Skip to main content

ECS Container CPU Hog

Introduction

  • ECS Container CPU hog contains chaos to disrupt the state of infra resources. The fault can induce stress chaos on the AWS ECS container using SSM Run Command, this is carried out by using SSM Docs which is in-built into the fault for the give chaos experiment.

  • Injects cpu resource stress/exhaustion on the target task container for the given duration. The number of cpu cores stressed can be provided as input.

  • To select the Task Under Chaos (TUC) you can make use of servie name associated with the task that is - if you provide the service name along with cluster name only all the tasks associated with the given service will be selected as chaos targets.

  • It tests the ECS task sanity (service availability) and recovery of the task containers subjected to CPU stress.

Fault execution flow chart

ECS Container CPU Hog

Uses

View the uses of the fault
CPU hogs are another very common and frequent scenario we find with containers/applications that can result in the eviction of the application (task container) and impact its delivery. Such scenarios can still occur despite whatever availability aids docker provides. These problems are generally referred to as "Noisy Neighbour" problems.

● **Given information**:
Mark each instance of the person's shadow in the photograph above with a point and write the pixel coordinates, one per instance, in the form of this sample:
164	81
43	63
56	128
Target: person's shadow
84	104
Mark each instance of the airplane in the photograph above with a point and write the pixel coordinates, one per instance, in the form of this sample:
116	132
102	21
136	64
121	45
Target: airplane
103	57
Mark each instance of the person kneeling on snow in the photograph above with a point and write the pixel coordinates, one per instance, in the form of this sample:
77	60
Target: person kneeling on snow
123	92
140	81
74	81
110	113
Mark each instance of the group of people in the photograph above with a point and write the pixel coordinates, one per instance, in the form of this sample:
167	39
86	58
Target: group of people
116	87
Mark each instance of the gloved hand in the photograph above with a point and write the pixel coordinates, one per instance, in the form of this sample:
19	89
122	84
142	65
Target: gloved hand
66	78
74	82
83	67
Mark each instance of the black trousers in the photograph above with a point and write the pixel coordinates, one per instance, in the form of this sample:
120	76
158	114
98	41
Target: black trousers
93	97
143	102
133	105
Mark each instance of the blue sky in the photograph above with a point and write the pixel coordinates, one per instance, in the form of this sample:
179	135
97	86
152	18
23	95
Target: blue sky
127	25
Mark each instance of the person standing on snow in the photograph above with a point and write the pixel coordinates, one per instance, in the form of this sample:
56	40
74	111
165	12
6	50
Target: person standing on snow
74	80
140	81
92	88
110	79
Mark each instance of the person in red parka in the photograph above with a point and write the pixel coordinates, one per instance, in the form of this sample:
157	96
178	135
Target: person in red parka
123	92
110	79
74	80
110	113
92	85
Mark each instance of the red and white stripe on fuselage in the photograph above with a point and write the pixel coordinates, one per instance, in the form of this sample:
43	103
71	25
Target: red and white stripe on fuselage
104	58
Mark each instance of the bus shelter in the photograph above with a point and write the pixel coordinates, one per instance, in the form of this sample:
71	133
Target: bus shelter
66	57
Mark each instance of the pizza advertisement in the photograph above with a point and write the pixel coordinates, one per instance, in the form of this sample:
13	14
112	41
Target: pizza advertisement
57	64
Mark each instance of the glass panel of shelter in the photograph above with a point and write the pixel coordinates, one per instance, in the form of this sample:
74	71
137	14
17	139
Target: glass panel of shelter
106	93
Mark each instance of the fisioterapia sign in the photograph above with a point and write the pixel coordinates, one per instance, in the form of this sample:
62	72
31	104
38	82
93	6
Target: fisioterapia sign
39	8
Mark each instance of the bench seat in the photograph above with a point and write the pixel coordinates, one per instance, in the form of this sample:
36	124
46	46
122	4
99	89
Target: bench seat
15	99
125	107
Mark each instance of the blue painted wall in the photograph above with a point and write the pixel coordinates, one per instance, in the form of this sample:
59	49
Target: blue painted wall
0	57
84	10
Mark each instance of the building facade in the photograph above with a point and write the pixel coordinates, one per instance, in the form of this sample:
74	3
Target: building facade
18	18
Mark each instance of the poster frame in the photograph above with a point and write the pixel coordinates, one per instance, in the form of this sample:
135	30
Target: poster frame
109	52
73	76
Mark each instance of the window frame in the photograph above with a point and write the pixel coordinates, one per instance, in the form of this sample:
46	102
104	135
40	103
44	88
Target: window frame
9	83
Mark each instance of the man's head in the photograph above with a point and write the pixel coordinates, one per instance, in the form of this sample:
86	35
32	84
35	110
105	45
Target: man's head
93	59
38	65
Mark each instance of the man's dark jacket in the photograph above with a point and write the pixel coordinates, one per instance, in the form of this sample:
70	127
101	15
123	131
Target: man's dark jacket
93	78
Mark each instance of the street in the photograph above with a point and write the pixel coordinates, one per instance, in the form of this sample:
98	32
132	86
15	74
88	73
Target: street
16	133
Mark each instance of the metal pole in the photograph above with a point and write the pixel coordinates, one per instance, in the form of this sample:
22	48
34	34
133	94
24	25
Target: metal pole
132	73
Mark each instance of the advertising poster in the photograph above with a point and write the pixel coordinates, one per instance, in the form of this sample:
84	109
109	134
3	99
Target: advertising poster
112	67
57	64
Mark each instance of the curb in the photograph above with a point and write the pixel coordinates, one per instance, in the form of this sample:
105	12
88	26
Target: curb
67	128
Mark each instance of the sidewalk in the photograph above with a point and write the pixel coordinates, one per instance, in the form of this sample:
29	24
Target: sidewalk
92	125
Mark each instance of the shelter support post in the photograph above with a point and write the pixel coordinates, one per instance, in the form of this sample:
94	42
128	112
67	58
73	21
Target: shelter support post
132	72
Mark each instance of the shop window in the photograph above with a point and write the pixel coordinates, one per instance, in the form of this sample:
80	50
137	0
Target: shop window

● **Requirement**:
Resume the ECS Container CPU Hog documentation after its final sentence on "Noisy Neighbour" problems, continuing the section on the uses of the fault.

● **Result of this exercise**:
Injecting a rogue process into a target task container, we starve the main microservice process (typically pid 1) of the resources allocated to it (where limits are defined) causing slowness in application traffic or in other cases unrestrained use can cause instance to exhaust resources leading to eviction of all task container. So this category of chaos fault helps to build the immunity on the application undergoing any such stress scenario.

Prerequisites

info
  • Ensure that Kubernetes Version >= 1.17
Enable Container Metadata

Ensure that the ECS container metadata is enabled;this feature is disabled by default. Refer AWS docs - Enabling container metadata. This will allow HCE to know the container details like containerID that is running the ECS tasks.

NOTE: You need to do the following steps to enable container metadata and attach IAM role to the cluster instances:
  • In the EC2 dashboard sidebar click on Launch Configurations under Auto Scaling.

autoscaling-config

  • Create a copy of autoscaling configuration used in target ECS cluster. This will create a new (copied) Launch Template.

create-copy-of-lc

  • In the new(copied) Launch Template, update the IAM role of the instances with ECS-SSM permissions (as shown in below permission requirement section).

iam-instance-profile

  • Now update the user data with ECS_ENABLE_CONTAINER_METADATA to be true as shown below.

user-data

  • Now save the launch configuration by clicking on ‘Create Launch Template'.

create-launch-config

  • Now go back to auto scaling group and switch to launch template (as launch configuration is deprecating by AWS).

switch-to-launch-template

  • Update the cluster auto-scaling group with the newer launch template.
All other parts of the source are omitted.